• ABOUT THIS EXERCISE:
Begin with the line containing "Where can you see the glossy" and end with the last line of the data below; return those lines exactly, and only those.

(Stored dataset items)
=== Section Start ===
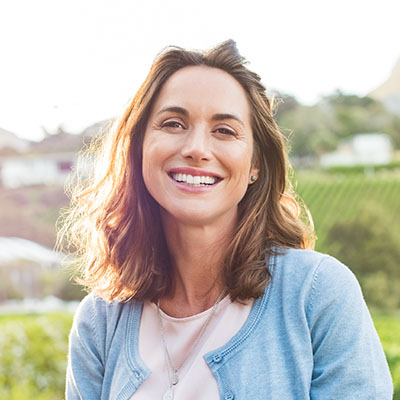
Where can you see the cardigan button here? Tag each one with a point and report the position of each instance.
(217, 358)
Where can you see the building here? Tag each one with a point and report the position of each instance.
(36, 169)
(361, 149)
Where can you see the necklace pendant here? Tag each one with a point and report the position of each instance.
(168, 395)
(175, 378)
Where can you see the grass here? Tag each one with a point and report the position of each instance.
(33, 354)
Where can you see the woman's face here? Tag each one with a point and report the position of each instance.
(198, 146)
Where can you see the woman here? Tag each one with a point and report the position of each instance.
(202, 284)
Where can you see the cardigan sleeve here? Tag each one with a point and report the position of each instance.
(85, 358)
(349, 362)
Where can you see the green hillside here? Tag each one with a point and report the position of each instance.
(332, 198)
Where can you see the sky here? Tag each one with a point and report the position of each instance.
(72, 63)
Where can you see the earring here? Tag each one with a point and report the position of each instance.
(253, 178)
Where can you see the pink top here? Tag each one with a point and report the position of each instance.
(195, 378)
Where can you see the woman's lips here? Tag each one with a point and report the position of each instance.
(194, 177)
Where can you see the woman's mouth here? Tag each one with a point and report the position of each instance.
(194, 180)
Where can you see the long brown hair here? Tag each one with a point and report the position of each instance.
(113, 226)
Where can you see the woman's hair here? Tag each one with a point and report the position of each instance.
(113, 226)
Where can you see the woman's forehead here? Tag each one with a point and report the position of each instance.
(203, 89)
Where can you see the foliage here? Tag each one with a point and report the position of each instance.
(357, 220)
(33, 354)
(312, 130)
(388, 328)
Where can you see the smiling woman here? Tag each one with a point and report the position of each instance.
(190, 239)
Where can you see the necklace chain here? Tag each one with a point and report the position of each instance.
(173, 373)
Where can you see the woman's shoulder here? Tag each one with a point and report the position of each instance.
(313, 276)
(96, 316)
(302, 262)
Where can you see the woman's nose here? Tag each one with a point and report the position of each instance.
(196, 145)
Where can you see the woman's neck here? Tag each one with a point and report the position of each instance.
(197, 254)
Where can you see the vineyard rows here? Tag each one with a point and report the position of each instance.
(343, 197)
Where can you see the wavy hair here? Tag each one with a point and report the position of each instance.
(113, 227)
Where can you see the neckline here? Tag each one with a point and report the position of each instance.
(221, 305)
(131, 343)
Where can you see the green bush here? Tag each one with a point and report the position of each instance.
(33, 354)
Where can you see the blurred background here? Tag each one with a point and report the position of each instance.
(67, 68)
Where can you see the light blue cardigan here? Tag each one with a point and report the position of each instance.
(309, 337)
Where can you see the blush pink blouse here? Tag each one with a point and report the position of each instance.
(195, 378)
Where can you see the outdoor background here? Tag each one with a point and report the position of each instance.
(67, 68)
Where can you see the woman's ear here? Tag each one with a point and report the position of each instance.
(253, 175)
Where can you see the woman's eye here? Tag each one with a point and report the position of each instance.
(171, 124)
(226, 131)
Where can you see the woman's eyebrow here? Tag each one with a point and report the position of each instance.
(176, 109)
(221, 117)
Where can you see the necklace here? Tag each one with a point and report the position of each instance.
(173, 373)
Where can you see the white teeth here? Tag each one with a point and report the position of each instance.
(194, 180)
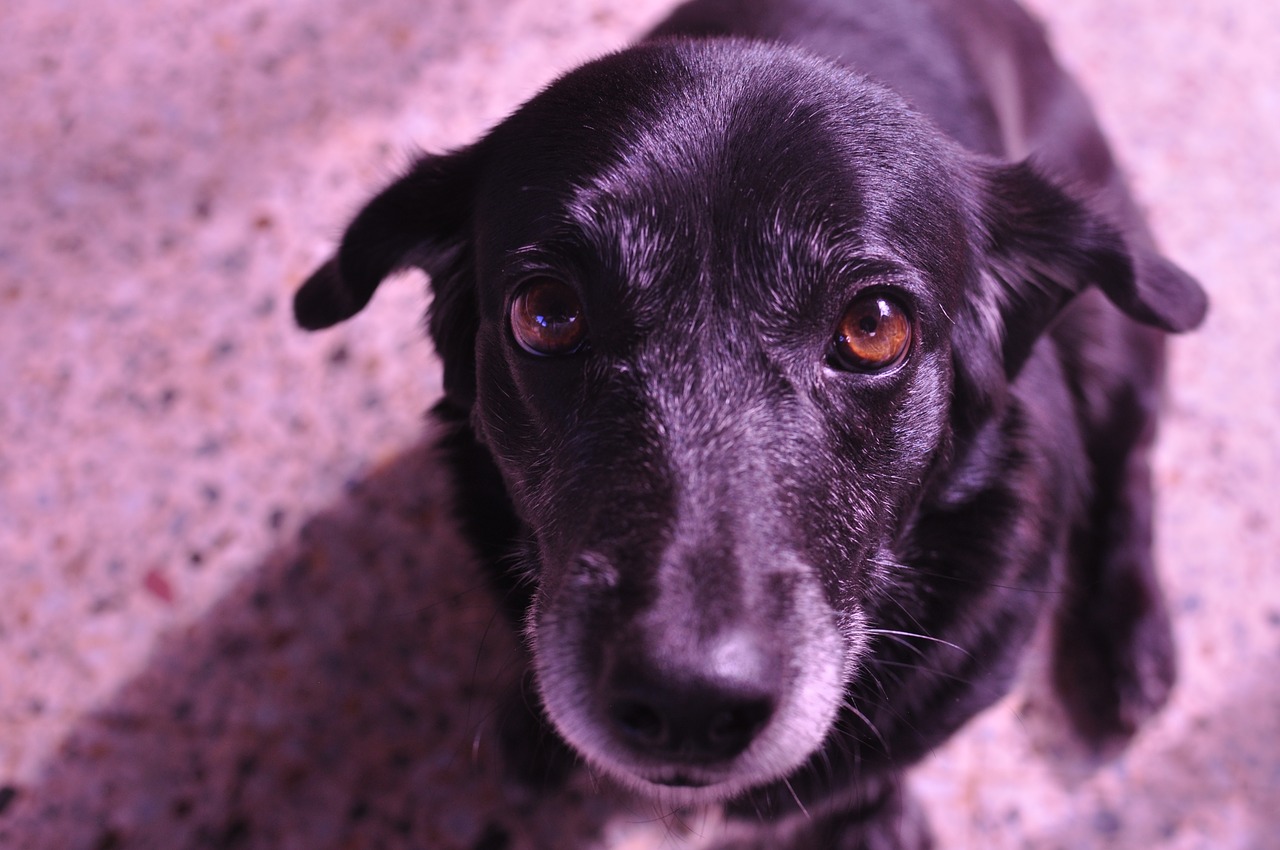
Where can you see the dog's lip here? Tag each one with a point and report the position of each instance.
(681, 781)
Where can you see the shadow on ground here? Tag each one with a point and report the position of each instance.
(342, 697)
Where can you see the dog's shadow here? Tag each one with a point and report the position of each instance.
(346, 695)
(343, 695)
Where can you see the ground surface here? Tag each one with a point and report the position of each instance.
(233, 612)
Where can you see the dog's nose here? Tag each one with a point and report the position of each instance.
(704, 708)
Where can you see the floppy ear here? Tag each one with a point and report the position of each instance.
(421, 220)
(1043, 247)
(1036, 248)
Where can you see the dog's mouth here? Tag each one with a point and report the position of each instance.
(681, 781)
(700, 720)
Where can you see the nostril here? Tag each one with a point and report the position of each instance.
(728, 731)
(689, 723)
(639, 722)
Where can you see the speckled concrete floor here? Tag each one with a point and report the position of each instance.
(232, 609)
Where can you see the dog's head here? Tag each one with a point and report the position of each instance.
(720, 312)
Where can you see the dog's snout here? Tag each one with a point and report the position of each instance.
(698, 708)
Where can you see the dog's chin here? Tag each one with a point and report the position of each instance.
(694, 785)
(795, 734)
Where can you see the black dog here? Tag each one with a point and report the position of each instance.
(804, 359)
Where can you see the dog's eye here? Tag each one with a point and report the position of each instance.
(873, 334)
(547, 318)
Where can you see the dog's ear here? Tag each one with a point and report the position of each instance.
(1045, 246)
(421, 220)
(1037, 247)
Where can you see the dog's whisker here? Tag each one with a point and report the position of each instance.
(918, 636)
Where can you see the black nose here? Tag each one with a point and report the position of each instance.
(694, 709)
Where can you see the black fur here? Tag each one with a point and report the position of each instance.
(745, 571)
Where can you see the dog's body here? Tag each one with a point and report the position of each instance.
(796, 410)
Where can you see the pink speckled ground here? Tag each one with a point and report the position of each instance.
(232, 611)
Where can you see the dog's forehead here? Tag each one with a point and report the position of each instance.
(664, 159)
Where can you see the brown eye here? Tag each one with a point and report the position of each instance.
(873, 334)
(547, 318)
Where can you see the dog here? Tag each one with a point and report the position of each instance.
(801, 362)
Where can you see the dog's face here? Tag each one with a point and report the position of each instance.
(722, 315)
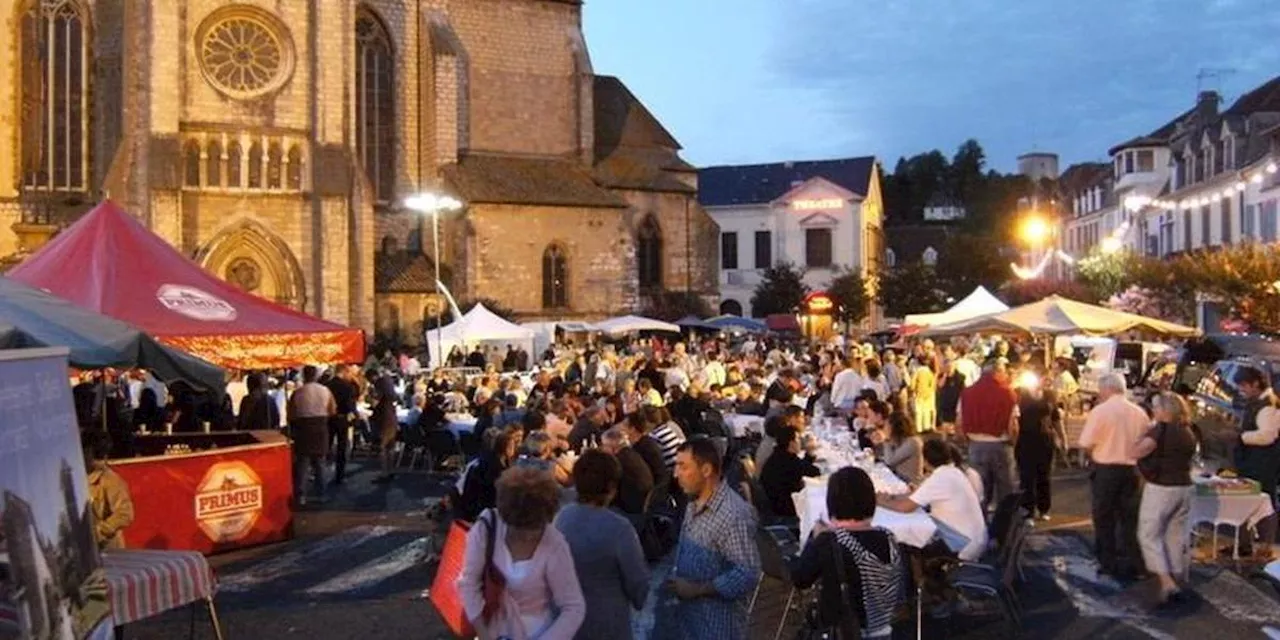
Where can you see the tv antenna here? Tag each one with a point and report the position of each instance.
(1211, 78)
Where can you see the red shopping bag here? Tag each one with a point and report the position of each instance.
(444, 592)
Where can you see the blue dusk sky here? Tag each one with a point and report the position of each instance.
(759, 81)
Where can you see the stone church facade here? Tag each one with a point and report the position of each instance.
(274, 142)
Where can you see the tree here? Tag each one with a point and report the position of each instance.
(848, 292)
(781, 291)
(972, 260)
(673, 305)
(910, 288)
(1106, 274)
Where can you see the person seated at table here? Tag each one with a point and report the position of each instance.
(108, 493)
(901, 448)
(951, 502)
(874, 568)
(790, 417)
(479, 487)
(785, 471)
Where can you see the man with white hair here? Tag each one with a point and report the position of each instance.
(1111, 433)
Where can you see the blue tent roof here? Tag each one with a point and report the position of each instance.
(31, 318)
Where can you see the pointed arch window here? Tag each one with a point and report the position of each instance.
(54, 96)
(295, 168)
(274, 167)
(554, 278)
(375, 104)
(191, 165)
(214, 165)
(234, 165)
(255, 165)
(649, 254)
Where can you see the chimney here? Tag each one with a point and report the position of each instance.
(1206, 105)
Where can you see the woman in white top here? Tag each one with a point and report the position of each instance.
(542, 598)
(951, 502)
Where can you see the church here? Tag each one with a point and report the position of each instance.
(275, 142)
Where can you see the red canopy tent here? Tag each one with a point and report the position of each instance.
(112, 264)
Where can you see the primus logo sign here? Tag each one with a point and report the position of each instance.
(228, 502)
(196, 304)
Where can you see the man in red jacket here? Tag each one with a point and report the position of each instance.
(987, 416)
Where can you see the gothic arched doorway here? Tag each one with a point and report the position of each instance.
(257, 261)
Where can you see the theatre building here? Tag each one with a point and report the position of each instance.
(821, 216)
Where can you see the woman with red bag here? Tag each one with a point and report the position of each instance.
(517, 577)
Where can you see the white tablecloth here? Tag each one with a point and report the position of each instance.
(1234, 508)
(461, 424)
(914, 529)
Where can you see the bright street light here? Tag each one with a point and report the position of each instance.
(435, 204)
(1034, 231)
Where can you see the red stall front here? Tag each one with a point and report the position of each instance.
(209, 492)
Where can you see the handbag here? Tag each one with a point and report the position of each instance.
(848, 627)
(444, 589)
(1150, 465)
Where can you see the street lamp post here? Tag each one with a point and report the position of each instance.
(435, 204)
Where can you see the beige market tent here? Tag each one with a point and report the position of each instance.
(1060, 316)
(981, 302)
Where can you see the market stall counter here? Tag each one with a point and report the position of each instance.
(209, 492)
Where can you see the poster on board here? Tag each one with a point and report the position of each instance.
(51, 580)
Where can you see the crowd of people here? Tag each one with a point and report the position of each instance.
(607, 462)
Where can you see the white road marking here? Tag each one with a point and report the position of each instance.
(371, 572)
(297, 560)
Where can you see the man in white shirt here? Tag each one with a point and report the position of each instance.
(951, 502)
(848, 384)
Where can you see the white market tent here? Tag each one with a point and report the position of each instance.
(978, 304)
(629, 324)
(1056, 315)
(475, 327)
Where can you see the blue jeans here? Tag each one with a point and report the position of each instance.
(993, 461)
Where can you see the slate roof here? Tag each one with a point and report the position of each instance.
(406, 272)
(632, 149)
(488, 178)
(763, 183)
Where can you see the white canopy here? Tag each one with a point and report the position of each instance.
(478, 325)
(1056, 315)
(627, 324)
(978, 304)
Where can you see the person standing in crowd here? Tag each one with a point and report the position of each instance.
(1165, 456)
(1037, 417)
(1257, 455)
(717, 563)
(108, 493)
(607, 553)
(848, 384)
(344, 392)
(874, 567)
(257, 411)
(540, 598)
(310, 408)
(1111, 433)
(987, 416)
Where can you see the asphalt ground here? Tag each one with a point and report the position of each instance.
(361, 565)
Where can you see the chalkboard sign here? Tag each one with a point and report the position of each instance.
(51, 581)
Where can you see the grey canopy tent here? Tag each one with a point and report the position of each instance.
(31, 318)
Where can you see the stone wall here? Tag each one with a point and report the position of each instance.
(506, 259)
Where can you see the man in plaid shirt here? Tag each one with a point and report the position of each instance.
(717, 563)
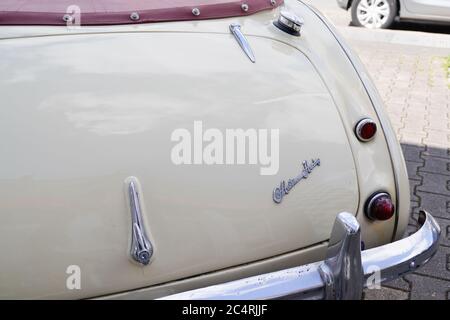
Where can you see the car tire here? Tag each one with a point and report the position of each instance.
(374, 14)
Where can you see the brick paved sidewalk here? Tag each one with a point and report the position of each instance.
(413, 83)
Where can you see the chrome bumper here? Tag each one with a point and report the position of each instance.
(342, 275)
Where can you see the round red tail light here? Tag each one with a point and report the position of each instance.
(365, 130)
(379, 206)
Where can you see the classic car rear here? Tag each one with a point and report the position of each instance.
(89, 123)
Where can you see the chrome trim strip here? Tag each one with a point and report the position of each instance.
(389, 133)
(342, 269)
(240, 38)
(306, 282)
(141, 247)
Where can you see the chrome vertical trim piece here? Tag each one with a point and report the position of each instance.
(342, 271)
(236, 31)
(141, 247)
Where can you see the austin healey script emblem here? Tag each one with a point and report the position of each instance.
(285, 187)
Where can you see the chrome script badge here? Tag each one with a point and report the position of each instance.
(285, 187)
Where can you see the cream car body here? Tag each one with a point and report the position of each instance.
(83, 110)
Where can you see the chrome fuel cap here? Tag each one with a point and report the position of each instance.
(290, 23)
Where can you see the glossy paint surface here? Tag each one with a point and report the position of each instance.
(84, 110)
=== Section End ===
• SOLVED PROBLEM:
Where can you see the glossy paint surface here? Tag each one with a point and report the position of each instance.
(84, 110)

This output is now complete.